◆ **Data to process**
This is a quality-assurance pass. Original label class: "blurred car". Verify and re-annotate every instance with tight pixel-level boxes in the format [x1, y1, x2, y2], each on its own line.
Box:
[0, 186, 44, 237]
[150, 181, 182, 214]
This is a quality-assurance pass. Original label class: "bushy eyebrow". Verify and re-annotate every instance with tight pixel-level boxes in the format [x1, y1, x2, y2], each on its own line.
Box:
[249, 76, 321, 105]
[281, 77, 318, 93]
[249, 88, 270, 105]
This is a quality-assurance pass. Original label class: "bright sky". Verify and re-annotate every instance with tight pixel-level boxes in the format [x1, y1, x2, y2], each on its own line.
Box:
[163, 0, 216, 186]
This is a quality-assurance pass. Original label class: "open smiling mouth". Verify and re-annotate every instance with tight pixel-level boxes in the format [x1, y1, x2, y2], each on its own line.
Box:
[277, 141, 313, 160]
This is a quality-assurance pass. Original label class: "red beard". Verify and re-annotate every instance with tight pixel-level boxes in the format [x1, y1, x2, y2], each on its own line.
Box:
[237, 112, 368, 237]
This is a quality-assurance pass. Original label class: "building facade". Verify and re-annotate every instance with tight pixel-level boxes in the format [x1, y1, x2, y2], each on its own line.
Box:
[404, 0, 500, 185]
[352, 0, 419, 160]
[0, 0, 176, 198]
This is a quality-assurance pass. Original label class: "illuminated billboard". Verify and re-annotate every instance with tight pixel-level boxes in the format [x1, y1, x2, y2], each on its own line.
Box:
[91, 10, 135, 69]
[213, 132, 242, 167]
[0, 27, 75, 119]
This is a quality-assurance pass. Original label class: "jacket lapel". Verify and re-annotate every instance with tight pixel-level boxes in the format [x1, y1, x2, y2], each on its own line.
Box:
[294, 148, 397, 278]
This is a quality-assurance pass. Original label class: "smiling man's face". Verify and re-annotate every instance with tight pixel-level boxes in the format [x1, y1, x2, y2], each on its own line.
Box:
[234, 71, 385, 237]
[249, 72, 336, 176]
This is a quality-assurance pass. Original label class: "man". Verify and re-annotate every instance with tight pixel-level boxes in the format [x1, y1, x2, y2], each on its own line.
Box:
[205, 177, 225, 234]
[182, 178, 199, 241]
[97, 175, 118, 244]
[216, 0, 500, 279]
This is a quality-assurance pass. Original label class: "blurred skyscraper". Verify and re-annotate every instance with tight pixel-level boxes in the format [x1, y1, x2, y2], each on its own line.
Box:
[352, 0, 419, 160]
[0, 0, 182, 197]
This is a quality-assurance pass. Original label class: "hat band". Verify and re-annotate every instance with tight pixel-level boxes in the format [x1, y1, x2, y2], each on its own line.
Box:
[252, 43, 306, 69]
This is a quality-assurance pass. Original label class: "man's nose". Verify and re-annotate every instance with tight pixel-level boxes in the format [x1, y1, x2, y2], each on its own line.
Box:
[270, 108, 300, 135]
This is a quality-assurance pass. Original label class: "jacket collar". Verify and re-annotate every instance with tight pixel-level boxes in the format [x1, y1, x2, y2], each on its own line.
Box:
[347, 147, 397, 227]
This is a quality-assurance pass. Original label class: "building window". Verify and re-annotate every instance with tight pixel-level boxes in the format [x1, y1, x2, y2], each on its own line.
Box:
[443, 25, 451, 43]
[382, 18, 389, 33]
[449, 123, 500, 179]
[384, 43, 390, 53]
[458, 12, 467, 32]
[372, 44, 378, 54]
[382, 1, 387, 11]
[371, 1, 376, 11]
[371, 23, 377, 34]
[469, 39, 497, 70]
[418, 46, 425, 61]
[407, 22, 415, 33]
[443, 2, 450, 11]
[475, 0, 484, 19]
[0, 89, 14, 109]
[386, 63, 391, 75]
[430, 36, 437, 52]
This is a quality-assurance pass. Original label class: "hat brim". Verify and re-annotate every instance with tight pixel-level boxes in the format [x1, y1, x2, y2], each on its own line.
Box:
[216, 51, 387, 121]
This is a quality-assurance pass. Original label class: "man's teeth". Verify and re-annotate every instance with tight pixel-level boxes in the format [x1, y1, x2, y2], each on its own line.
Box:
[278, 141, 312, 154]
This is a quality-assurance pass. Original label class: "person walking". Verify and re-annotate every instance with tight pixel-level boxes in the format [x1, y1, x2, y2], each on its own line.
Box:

◆ **Task requirements**
Each line above that holds the string "smiling" should be copied and shown.

◆ **Task result**
This is a quality-assurance pass. Original label class: "open smiling mouth". Verify and re-annotate every instance with tight pixel-level boxes in the format [x1, y1, x2, y2], each on its own line.
This is a quality-assurance pass. Original label class: "smiling man's face". Verify and re-annotate every instance with tight pixel-level boxes in the format [x1, y1, x2, y2], each on its own line.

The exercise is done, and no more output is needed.